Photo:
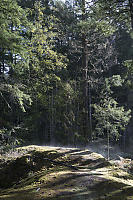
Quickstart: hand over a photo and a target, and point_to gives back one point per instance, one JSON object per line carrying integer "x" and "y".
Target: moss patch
{"x": 31, "y": 175}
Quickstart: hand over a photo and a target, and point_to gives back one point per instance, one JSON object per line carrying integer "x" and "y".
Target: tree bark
{"x": 131, "y": 12}
{"x": 85, "y": 76}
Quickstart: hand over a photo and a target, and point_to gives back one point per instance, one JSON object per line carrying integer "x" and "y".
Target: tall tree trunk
{"x": 131, "y": 11}
{"x": 85, "y": 76}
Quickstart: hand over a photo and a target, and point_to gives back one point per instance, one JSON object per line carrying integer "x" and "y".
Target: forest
{"x": 66, "y": 72}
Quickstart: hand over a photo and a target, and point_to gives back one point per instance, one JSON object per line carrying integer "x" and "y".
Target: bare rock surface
{"x": 52, "y": 173}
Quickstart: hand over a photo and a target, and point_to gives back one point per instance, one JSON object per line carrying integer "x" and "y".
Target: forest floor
{"x": 53, "y": 173}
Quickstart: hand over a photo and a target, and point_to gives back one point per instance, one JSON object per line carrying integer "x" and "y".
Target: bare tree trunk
{"x": 85, "y": 76}
{"x": 131, "y": 11}
{"x": 108, "y": 144}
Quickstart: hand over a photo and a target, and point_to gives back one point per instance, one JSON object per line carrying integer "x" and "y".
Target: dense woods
{"x": 66, "y": 71}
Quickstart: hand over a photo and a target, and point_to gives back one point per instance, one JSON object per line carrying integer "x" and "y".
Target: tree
{"x": 112, "y": 119}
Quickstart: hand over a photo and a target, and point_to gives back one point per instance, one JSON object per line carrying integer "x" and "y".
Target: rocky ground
{"x": 52, "y": 173}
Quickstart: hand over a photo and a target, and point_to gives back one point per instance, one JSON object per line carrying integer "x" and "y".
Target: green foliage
{"x": 110, "y": 117}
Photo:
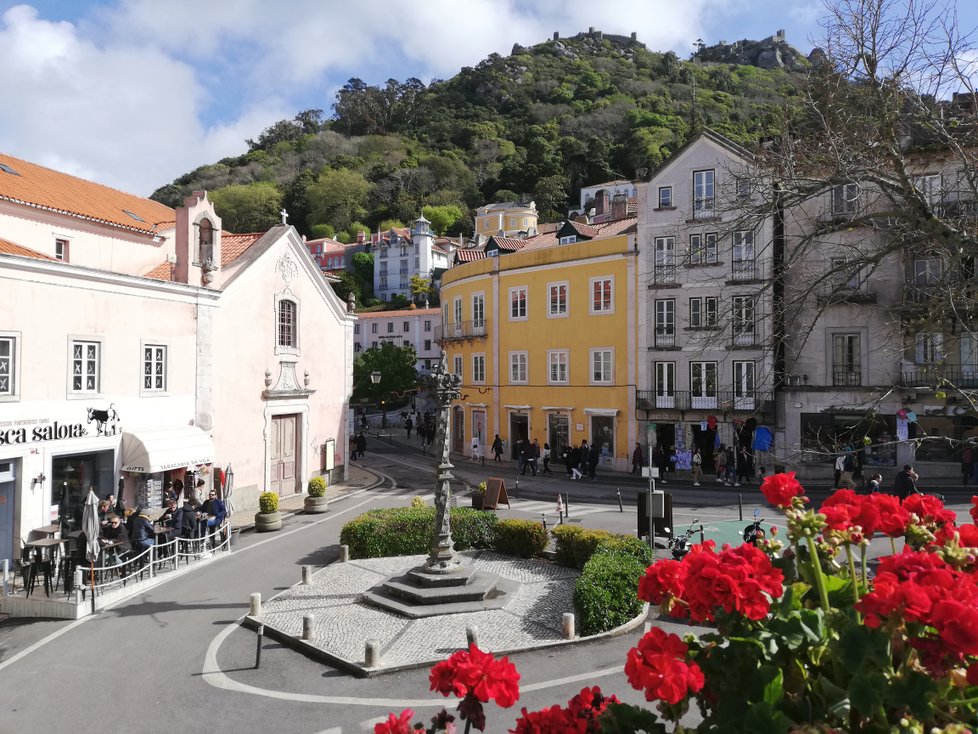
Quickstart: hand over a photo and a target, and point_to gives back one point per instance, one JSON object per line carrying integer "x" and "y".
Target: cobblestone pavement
{"x": 343, "y": 625}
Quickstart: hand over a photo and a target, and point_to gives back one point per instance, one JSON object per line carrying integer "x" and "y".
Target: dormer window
{"x": 205, "y": 242}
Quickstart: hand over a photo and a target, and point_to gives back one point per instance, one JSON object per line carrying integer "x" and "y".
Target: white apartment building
{"x": 402, "y": 253}
{"x": 405, "y": 328}
{"x": 705, "y": 321}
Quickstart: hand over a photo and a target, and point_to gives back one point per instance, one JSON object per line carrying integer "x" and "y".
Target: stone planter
{"x": 267, "y": 521}
{"x": 315, "y": 505}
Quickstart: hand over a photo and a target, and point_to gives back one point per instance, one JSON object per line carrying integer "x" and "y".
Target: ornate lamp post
{"x": 442, "y": 558}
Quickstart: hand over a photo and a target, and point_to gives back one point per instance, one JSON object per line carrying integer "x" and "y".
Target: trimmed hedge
{"x": 406, "y": 531}
{"x": 606, "y": 592}
{"x": 520, "y": 538}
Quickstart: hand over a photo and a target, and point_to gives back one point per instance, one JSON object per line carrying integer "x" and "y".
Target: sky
{"x": 134, "y": 93}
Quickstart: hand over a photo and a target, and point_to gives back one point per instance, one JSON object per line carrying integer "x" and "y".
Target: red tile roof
{"x": 43, "y": 188}
{"x": 10, "y": 248}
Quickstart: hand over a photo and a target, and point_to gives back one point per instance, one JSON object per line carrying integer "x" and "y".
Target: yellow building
{"x": 505, "y": 219}
{"x": 545, "y": 341}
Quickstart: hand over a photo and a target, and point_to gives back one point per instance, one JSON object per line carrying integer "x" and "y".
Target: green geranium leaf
{"x": 623, "y": 718}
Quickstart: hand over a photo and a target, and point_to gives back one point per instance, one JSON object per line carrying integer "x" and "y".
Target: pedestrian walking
{"x": 497, "y": 448}
{"x": 546, "y": 459}
{"x": 638, "y": 459}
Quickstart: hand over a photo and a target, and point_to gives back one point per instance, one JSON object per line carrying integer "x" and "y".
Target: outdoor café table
{"x": 47, "y": 557}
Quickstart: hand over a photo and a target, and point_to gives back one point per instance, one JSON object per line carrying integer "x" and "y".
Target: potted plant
{"x": 316, "y": 501}
{"x": 268, "y": 517}
{"x": 479, "y": 496}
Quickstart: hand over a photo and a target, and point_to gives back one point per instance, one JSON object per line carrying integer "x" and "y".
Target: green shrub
{"x": 407, "y": 531}
{"x": 267, "y": 502}
{"x": 316, "y": 487}
{"x": 606, "y": 592}
{"x": 520, "y": 538}
{"x": 576, "y": 544}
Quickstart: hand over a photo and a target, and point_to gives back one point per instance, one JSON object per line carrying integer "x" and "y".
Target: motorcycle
{"x": 679, "y": 544}
{"x": 754, "y": 532}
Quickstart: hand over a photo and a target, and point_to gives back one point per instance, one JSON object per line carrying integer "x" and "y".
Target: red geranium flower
{"x": 660, "y": 668}
{"x": 779, "y": 489}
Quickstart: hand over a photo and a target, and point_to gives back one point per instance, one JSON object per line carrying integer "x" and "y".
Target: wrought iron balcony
{"x": 461, "y": 330}
{"x": 724, "y": 401}
{"x": 934, "y": 377}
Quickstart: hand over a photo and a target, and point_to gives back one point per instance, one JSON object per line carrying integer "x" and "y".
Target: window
{"x": 602, "y": 295}
{"x": 703, "y": 194}
{"x": 558, "y": 299}
{"x": 8, "y": 346}
{"x": 929, "y": 348}
{"x": 743, "y": 385}
{"x": 665, "y": 260}
{"x": 743, "y": 255}
{"x": 154, "y": 368}
{"x": 665, "y": 323}
{"x": 478, "y": 310}
{"x": 85, "y": 366}
{"x": 602, "y": 366}
{"x": 665, "y": 384}
{"x": 517, "y": 367}
{"x": 517, "y": 304}
{"x": 703, "y": 384}
{"x": 558, "y": 367}
{"x": 846, "y": 360}
{"x": 845, "y": 199}
{"x": 287, "y": 322}
{"x": 743, "y": 320}
{"x": 703, "y": 312}
{"x": 205, "y": 242}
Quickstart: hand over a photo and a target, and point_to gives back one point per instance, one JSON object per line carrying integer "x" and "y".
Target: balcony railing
{"x": 724, "y": 400}
{"x": 460, "y": 330}
{"x": 935, "y": 376}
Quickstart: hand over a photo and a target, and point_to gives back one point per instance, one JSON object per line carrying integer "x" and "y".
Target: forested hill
{"x": 539, "y": 123}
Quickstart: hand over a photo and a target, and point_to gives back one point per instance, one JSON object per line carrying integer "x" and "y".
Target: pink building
{"x": 140, "y": 344}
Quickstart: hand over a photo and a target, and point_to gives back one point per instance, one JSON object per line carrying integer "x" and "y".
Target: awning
{"x": 156, "y": 450}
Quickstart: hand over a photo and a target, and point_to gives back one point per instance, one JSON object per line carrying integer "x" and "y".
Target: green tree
{"x": 397, "y": 366}
{"x": 442, "y": 218}
{"x": 338, "y": 197}
{"x": 248, "y": 208}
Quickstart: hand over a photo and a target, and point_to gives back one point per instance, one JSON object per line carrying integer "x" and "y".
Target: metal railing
{"x": 723, "y": 400}
{"x": 461, "y": 330}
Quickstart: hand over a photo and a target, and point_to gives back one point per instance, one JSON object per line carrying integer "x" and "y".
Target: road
{"x": 175, "y": 659}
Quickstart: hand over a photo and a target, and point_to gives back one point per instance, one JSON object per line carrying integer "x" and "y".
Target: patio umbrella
{"x": 91, "y": 529}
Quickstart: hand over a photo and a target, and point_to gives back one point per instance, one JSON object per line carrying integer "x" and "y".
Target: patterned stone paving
{"x": 342, "y": 625}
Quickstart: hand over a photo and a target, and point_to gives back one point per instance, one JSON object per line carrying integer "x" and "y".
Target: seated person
{"x": 215, "y": 512}
{"x": 115, "y": 532}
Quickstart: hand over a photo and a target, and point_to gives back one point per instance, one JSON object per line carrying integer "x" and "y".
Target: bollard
{"x": 568, "y": 626}
{"x": 371, "y": 656}
{"x": 255, "y": 604}
{"x": 258, "y": 641}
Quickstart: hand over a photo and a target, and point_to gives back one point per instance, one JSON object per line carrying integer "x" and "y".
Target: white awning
{"x": 156, "y": 450}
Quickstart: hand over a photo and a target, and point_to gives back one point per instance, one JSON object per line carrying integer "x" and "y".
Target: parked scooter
{"x": 680, "y": 544}
{"x": 754, "y": 532}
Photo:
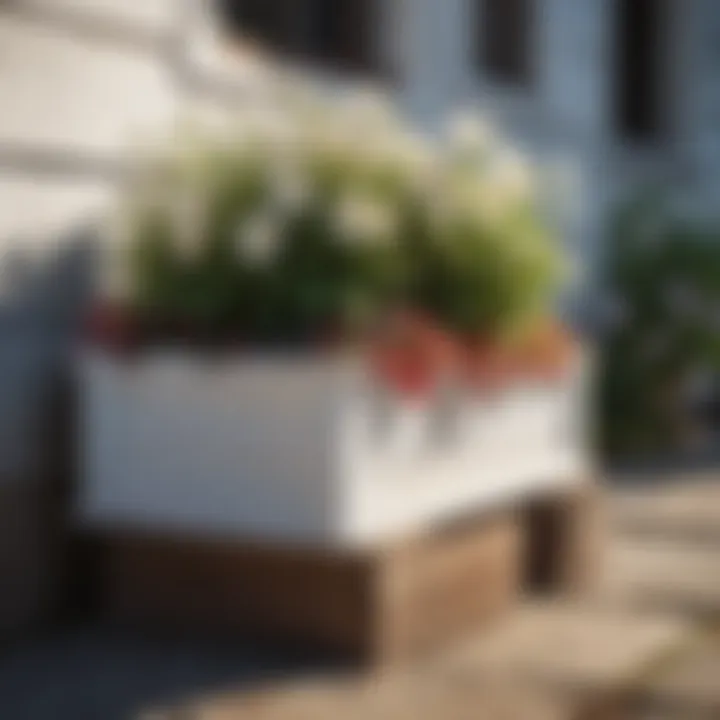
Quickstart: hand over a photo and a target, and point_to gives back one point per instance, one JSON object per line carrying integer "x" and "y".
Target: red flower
{"x": 412, "y": 355}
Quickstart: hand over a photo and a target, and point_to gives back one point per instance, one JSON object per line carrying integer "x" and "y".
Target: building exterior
{"x": 622, "y": 91}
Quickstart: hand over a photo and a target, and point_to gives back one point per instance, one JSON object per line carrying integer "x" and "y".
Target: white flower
{"x": 257, "y": 239}
{"x": 360, "y": 220}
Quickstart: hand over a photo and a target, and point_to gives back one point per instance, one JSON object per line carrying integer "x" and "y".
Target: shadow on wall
{"x": 41, "y": 306}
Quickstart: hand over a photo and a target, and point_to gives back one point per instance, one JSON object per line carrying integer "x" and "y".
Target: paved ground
{"x": 648, "y": 635}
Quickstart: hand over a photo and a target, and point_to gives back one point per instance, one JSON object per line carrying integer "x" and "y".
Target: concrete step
{"x": 579, "y": 650}
{"x": 392, "y": 697}
{"x": 687, "y": 509}
{"x": 661, "y": 574}
{"x": 685, "y": 687}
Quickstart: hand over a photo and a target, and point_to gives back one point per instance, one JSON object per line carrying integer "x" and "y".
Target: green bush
{"x": 664, "y": 278}
{"x": 324, "y": 216}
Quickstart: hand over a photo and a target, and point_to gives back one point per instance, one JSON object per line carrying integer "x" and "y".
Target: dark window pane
{"x": 335, "y": 32}
{"x": 639, "y": 67}
{"x": 506, "y": 35}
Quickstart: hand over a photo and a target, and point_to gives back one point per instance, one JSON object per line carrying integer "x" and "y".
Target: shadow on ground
{"x": 99, "y": 673}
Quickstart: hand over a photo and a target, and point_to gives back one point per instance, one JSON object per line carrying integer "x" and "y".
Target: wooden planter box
{"x": 287, "y": 493}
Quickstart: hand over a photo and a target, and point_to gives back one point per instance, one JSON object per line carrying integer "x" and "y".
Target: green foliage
{"x": 280, "y": 235}
{"x": 665, "y": 274}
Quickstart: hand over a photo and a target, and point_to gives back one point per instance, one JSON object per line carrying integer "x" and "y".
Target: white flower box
{"x": 297, "y": 448}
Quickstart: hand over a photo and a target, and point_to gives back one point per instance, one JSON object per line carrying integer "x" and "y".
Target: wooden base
{"x": 380, "y": 605}
{"x": 377, "y": 606}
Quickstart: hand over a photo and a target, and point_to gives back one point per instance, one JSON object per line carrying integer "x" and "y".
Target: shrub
{"x": 323, "y": 217}
{"x": 663, "y": 348}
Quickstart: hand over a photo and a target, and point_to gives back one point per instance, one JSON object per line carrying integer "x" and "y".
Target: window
{"x": 639, "y": 66}
{"x": 505, "y": 40}
{"x": 339, "y": 33}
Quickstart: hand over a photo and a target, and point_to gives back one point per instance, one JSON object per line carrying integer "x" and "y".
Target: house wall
{"x": 80, "y": 79}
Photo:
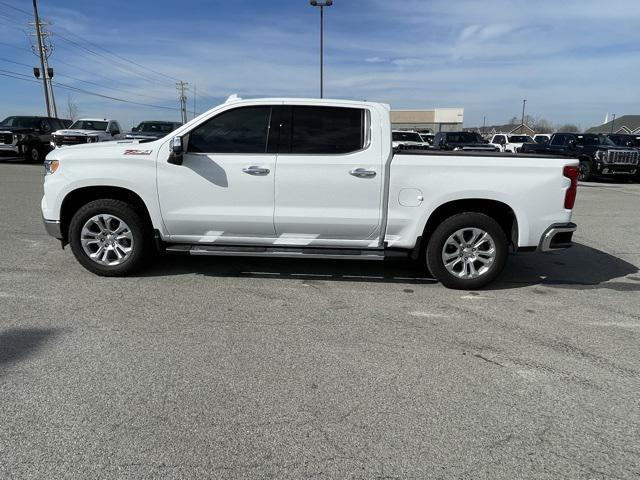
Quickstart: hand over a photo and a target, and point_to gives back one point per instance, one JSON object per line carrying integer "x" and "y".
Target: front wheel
{"x": 467, "y": 251}
{"x": 109, "y": 238}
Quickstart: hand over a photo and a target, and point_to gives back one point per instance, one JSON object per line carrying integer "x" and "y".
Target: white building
{"x": 433, "y": 121}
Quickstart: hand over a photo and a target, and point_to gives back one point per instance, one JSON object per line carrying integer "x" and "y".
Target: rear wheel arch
{"x": 75, "y": 199}
{"x": 499, "y": 211}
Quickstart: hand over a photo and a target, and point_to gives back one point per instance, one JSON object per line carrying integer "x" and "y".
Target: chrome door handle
{"x": 254, "y": 170}
{"x": 362, "y": 173}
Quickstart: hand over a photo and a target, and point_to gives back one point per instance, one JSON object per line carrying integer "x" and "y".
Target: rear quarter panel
{"x": 534, "y": 188}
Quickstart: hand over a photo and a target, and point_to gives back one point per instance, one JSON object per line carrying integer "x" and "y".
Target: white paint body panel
{"x": 310, "y": 200}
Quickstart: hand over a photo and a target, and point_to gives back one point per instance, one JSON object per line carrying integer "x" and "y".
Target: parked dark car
{"x": 625, "y": 140}
{"x": 152, "y": 130}
{"x": 27, "y": 136}
{"x": 598, "y": 155}
{"x": 466, "y": 141}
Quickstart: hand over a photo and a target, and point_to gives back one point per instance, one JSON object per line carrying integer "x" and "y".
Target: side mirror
{"x": 177, "y": 151}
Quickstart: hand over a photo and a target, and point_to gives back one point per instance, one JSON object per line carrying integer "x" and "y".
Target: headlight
{"x": 51, "y": 166}
{"x": 601, "y": 155}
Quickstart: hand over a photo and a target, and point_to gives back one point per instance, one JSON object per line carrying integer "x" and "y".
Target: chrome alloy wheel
{"x": 106, "y": 240}
{"x": 469, "y": 253}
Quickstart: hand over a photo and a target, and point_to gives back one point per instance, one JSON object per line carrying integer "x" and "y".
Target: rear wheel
{"x": 109, "y": 238}
{"x": 467, "y": 251}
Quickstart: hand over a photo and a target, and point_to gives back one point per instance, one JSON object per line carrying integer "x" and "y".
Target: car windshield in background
{"x": 89, "y": 125}
{"x": 464, "y": 137}
{"x": 594, "y": 140}
{"x": 521, "y": 139}
{"x": 156, "y": 127}
{"x": 20, "y": 122}
{"x": 406, "y": 137}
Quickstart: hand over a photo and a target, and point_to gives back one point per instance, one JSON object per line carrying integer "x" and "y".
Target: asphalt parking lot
{"x": 252, "y": 368}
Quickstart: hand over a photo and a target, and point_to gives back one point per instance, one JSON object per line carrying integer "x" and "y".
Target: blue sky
{"x": 573, "y": 60}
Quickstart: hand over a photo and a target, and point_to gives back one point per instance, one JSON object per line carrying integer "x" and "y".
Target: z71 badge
{"x": 138, "y": 152}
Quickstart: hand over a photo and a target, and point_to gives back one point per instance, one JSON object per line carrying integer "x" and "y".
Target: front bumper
{"x": 557, "y": 237}
{"x": 53, "y": 228}
{"x": 10, "y": 150}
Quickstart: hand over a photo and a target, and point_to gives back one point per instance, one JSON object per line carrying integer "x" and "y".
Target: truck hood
{"x": 16, "y": 130}
{"x": 78, "y": 132}
{"x": 105, "y": 150}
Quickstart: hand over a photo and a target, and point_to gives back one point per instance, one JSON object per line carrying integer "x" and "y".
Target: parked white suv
{"x": 87, "y": 130}
{"x": 304, "y": 178}
{"x": 408, "y": 139}
{"x": 510, "y": 143}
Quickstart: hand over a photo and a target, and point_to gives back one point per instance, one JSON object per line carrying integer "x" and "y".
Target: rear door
{"x": 328, "y": 177}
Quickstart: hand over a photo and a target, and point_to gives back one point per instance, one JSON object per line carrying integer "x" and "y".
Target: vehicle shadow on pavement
{"x": 579, "y": 267}
{"x": 19, "y": 343}
{"x": 389, "y": 271}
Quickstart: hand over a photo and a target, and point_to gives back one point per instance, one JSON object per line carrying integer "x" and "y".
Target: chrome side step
{"x": 279, "y": 252}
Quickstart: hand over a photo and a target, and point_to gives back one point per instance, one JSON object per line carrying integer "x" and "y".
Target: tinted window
{"x": 326, "y": 130}
{"x": 89, "y": 125}
{"x": 242, "y": 130}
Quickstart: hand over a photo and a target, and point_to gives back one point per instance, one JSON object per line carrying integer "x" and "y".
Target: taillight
{"x": 572, "y": 173}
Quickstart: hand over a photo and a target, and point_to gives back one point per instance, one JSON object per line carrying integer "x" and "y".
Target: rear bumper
{"x": 557, "y": 237}
{"x": 53, "y": 228}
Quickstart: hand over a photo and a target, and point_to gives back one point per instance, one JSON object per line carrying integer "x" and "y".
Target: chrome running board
{"x": 277, "y": 252}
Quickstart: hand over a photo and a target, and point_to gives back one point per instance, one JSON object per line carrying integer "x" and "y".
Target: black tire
{"x": 585, "y": 171}
{"x": 141, "y": 243}
{"x": 34, "y": 153}
{"x": 435, "y": 250}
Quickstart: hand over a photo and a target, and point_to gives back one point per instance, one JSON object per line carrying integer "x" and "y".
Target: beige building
{"x": 434, "y": 121}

> Aim of the task: How many lines in the listing above contain the string "planter"? Reply with the number alone.

> Expected answer: 2